Document section
--- start ---

Sustainability Assessment and Reporting (SUS 450), proposed for addition to the CMC BASS required curriculum (see Appendix C), could utilize all or nearly all of these pedagogical approaches. Therefore, in addition to providing a platform for addressing key sustainability field competencies that are currently underdeveloped in the BASS, this course could prove to be a significant pedagogical improvement for the program. SUS 450 would be an active learning, project-based course with a focus on integrative knowledge-making/learning, intensive collaboration in project teams, and stakeholder engagement. The course would also represent a form of service learning as it would serve the needs of an organization, and it would require extensive research as well as analysis and interpretation of information and communications. The course would also require reflection on one’s own and others’ contributions to collaborative processes of project management. This course would bring a great deal to the program in terms of developing students’ sustainability competencies and doing so through highly effective pedagogical approaches. SUS 450 represents an important potential evolution of the BASS program to address competency development for the sustainability field through engaging students in meaningful, richly experiential learning opportunities. Similar courses might be considered for sustainability programs at other institutions.

5.3.2. Value of the Bottom Seven Pedagogical Approaches

Of the seven pedagogical approaches that fell outside the high confidence/high-to-medium relevance rankings, most appear to be worth applying in the BASS because they are often embodied in other forms of learning that are ranked more highly in this research in terms of source confidence and total references by sources reviewed. The following is a brief discussion of the bottom seven pedagogies relative to their current/potential roles in the BASS.

--- end ---

Requests
a. List the areas the passage on the SUS 450 course says the course would focus on.
b. According to the passage on the SUS 450 course, which appendix presents the proposal to add SUS 450 to the curriculum?
c. Carry the passage on the SUS 450 course forward from its final sentence.
The material that comes next is separate from the passage on the SUS 450 course.

Material provided
--- start ---

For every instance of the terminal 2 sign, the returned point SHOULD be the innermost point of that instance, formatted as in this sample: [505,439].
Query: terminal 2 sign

--- end ---

Per-task answers
a. Integrative knowledge-making/learning; intensive collaboration in project teams; stakeholder engagement.

b. Appendix C.

c.
  • Discussion-based learning is an approach that may be subsumed within other pedagogies such as active learning, project-based learning, service learning, and critical text/information analysis/interpretation. Discussion-based learning may be seen as a teaching and learning technique rather than an overarching pedagogical framework. It can be very useful in the BASS, especially when applied within another pedagogical framework highly relevant to developing BASS competencies.
  • Writing-intensive learning is an important active learning pedagogy. The BASS adopted a writing across the curriculum (WAC) initiative in response to 1) poor writing outcomes observed in early program assessment results and 2) the perceived need for sustainability professionals to communicate effectively with diverse audiences. Since my research findings on sustainability competencies highlight effective communication as perhaps the most important competency for success in the sustainability field, writing-intensive learning embodied in the BASS WAC initiative should continue.
  • Case studies can be effective components of larger projects and should be highlighted as effective vehicles for generating ideas to address project-based learning goals and challenges. Case studies are also effectively part of many service learning projects in which the work of students for a group/organization is meaningfully contextualized to help students make sense of their efforts relative to a particular case.
  • Experiential learning is an overarching category that includes project/problem-based learning, service learning, collaborative learning, and research-based learning. Other pedagogies recommended for the BASS represent diverse forms of experiential learning.
  • Creative work/expression is an inherent activity within project/problem-based learning that seeks to adapt/invent ways to address challenges and opportunities. This form of learning is also an integral component of inter- and transdisciplinary learning that uses critical and creative thinking to adapt/develop appropriate arguments and actions to specific contexts. Creative work/expression is also a form of active learning, and it can be applied to service learning, research-based learning, critical text/information analysis/interpretation, collaborative learning, and reflexive learning. Creative work/expression should become an explicit avenue for activating and enhancing a number of the high confidence/high-to-medium relevance pedagogies identified in this research.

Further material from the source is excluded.